• [TASK INSTRUCTIONS]: Word for word, print all of the entries below.

• [RECORDS FOR THIS TASK]:
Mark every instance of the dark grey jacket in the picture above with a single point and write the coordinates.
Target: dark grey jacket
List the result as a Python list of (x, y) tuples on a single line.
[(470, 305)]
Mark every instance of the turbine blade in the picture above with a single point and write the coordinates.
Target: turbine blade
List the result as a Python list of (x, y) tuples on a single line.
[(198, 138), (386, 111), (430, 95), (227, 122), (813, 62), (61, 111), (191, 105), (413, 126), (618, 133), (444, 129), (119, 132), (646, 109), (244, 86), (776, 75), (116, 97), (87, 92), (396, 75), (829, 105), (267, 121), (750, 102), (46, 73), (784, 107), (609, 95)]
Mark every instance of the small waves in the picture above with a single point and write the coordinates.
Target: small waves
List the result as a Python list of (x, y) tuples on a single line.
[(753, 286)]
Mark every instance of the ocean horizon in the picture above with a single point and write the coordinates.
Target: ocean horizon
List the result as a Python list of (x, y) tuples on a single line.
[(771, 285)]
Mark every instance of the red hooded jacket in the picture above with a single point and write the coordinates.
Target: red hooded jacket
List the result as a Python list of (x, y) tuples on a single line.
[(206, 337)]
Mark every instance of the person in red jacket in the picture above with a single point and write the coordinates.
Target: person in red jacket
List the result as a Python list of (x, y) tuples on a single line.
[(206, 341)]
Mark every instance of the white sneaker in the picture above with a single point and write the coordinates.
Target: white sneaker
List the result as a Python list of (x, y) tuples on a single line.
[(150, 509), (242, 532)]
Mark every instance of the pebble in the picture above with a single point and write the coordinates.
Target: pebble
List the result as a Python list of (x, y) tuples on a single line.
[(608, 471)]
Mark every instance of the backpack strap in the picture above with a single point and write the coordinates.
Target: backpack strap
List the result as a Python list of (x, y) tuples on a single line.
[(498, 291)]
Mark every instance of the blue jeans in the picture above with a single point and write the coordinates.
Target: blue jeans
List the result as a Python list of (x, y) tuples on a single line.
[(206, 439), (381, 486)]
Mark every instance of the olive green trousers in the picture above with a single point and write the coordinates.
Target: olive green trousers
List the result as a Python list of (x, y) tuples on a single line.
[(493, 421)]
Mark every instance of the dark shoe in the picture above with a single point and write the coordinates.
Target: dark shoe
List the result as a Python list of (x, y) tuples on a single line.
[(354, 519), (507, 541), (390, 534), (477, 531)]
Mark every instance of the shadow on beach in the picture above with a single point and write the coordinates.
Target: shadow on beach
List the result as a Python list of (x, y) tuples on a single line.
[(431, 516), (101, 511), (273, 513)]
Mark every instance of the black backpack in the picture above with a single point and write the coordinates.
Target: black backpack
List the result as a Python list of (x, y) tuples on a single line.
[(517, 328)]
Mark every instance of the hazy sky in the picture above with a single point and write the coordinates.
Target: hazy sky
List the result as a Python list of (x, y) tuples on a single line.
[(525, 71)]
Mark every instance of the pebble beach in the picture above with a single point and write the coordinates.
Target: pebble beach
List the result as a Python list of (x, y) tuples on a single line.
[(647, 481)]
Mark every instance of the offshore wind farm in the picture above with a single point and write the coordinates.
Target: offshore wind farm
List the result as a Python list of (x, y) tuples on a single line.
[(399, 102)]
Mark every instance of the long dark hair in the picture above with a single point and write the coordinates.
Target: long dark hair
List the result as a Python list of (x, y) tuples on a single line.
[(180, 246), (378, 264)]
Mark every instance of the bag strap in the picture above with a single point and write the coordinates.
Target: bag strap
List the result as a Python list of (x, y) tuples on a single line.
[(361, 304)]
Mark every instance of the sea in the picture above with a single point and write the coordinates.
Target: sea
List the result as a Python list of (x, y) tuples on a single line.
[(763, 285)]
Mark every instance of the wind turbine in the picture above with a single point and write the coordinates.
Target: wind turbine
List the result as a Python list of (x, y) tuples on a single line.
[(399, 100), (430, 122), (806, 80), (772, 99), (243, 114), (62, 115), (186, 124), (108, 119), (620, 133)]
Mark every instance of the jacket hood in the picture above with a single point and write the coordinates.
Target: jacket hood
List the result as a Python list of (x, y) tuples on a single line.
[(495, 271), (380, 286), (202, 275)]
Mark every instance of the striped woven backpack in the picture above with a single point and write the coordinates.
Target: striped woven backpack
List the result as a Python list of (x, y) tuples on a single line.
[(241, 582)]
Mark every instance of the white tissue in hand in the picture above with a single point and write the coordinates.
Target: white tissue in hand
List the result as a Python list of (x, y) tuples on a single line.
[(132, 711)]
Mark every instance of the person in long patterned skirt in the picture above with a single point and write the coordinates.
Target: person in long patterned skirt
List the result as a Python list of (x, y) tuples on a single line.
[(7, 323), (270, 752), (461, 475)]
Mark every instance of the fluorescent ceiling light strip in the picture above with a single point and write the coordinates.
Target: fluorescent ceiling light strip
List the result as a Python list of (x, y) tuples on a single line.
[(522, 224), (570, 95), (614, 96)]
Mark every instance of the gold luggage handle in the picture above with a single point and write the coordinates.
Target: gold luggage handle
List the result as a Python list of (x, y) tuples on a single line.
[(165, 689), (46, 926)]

• [SOLVED EXERCISE]:
Mark every instance of the dark grey jacket in the picture above with a single point and write the coordinates.
Target: dark grey jacket
List the result as a Python list of (x, y) tuples on a single line.
[(470, 305)]
Mark every instance of the turbine blade in the picture above with a single point and write the coordinates.
Target: turbine blade
List the result as a Python list of (x, y) tuples on a single line.
[(198, 138), (386, 111), (430, 95), (227, 122), (813, 62), (61, 111), (191, 105), (413, 126), (618, 133), (444, 129), (119, 132), (646, 109), (244, 86), (776, 75), (116, 97), (87, 92), (396, 75), (829, 105), (267, 121), (750, 102), (46, 73), (784, 107), (609, 95)]
Mark every instance of the small waves in the picture above with a single point and write the coordinates.
Target: small waves
List the result as a Python list of (x, y) tuples on a single line.
[(753, 286)]
Mark every instance of the ocean horizon in the picture above with a single point and write the coordinates.
Target: ocean horizon
List the result as a Python list of (x, y) tuples on a single line.
[(771, 285)]
Mark every instance of the red hooded jacket in the picture above with a single point and write the coordinates.
Target: red hooded jacket
List the result as a Python list of (x, y) tuples on a single line.
[(206, 337)]
Mark every instance of the person in red jacket in the picture above with a single point and write the coordinates.
Target: person in red jacket
List the result as a Python list of (x, y) tuples on a single line.
[(206, 341)]
Mark every instance of the white sneaker in the picture above with a single point and write the coordinates.
Target: white sneaker
List the result as a Python list of (x, y) tuples on a single line.
[(150, 509), (242, 532)]
Mark every instance of the pebble in the picture above with a single point and write the coordinates.
Target: pebble
List the result as a Python list of (x, y) tuples on a single line.
[(608, 471)]
Mark every instance of the backpack strap in the picture above with a single point and write the coordinates.
Target: backpack strap
List the result as a Python list of (x, y) tuples on a single line.
[(498, 291)]
Mark every instance of the blue jeans in the picture above with a single point and write the coordinates.
Target: blue jeans
List the result as a Python list of (x, y) tuples on a single line.
[(206, 439), (381, 486)]
Mark every instance of the olive green trousers in the picture above with a single point and write the coordinates.
Target: olive green trousers
List the result as a Python list of (x, y) tuples on a single line.
[(493, 421)]
Mark every instance of the dark shoe in the picture above with a single point and write the coordinates.
Target: dark shoe
List the result as a Python list of (x, y) tuples on a single line.
[(354, 519), (507, 541), (390, 534), (477, 531)]
Mark every instance of the shadow on beach in the picture above with a single point and write the coordinates.
Target: shadow on beach
List the result as a Python list of (x, y) tuples on a single line.
[(431, 516), (101, 511), (273, 513)]
Mark every instance of the black backpack in the picture above with a single point and write the coordinates.
Target: black backpack
List the result as a Python list of (x, y) tuples on a single line.
[(517, 328)]
Mark every instance of the hazy sky in the picture above with a single point and write the coordinates.
Target: hazy sky
List the result as a Python list of (x, y) tuples on a single line.
[(525, 71)]
Mark every instance of the pebble beach in the picture above with a single point and write the coordinates.
Target: pebble beach
List the result as a Python list of (x, y) tuples on a single line.
[(647, 481)]
Mark every instance of the offshore wind farm in the picture above with a single point and write the coordinates.
Target: offshore wind farm
List the result as a Python list of (x, y) tuples on a single line.
[(399, 102)]
Mark every instance of the long dark hair in the picture above with a single point and write the coordinates.
Target: long dark hair
List the result as a Python list of (x, y) tuples on a single line.
[(180, 246), (378, 264)]
Mark every instance of the bag strap in the picture above with a single point and write the coordinates.
Target: bag strap
List the result as a Python list of (x, y) tuples on a single line.
[(361, 304)]
Mark every instance of the sea in the picture above with a single point and write the coordinates.
Target: sea
List the result as a Python list of (x, y) tuples on a single line.
[(763, 285)]
Mark every instance of the wind turbine in the picture above with a single point and write the coordinates.
Target: wind turbine
List the result as a Python list of (x, y) tuples on a single line.
[(399, 100), (430, 122), (806, 80), (772, 99), (243, 114), (62, 115), (186, 124), (108, 119), (620, 133)]
Mark every instance of the jacket hood in the picture above with a single point and write the coordinates.
Target: jacket hood
List the result as a Python list of (x, y) tuples on a single line.
[(495, 271), (380, 286), (202, 275)]
Mark every instance of the striped woven backpack in the picture above with a single point and write the coordinates.
Target: striped woven backpack
List the result as a Python list of (x, y) tuples on a single line.
[(241, 582)]
Mark every instance of the white tissue in hand in the picture above with a single point and write the coordinates.
Target: white tissue in hand
List the result as a Python list of (x, y) tuples on a single line.
[(132, 711)]
Mark every instance of the person in long patterned skirt in the picture above with a single point and write the coordinates.
Target: person in long patterned skirt
List the result as a Python list of (x, y) tuples on a single line.
[(7, 323), (270, 752), (461, 475)]
Mark every instance of the fluorescent ceiling light strip in the picture above with a single point and write the coordinates.
Target: fluorescent ceiling light strip
List the result as a Python list of (x, y) tuples on a single line.
[(522, 224), (570, 95), (614, 96)]
Mark every instance of the gold luggage handle in the picture above with a single point and write the coordinates.
Target: gold luggage handle
List the result as a Python list of (x, y) tuples on a single line.
[(165, 689), (46, 926)]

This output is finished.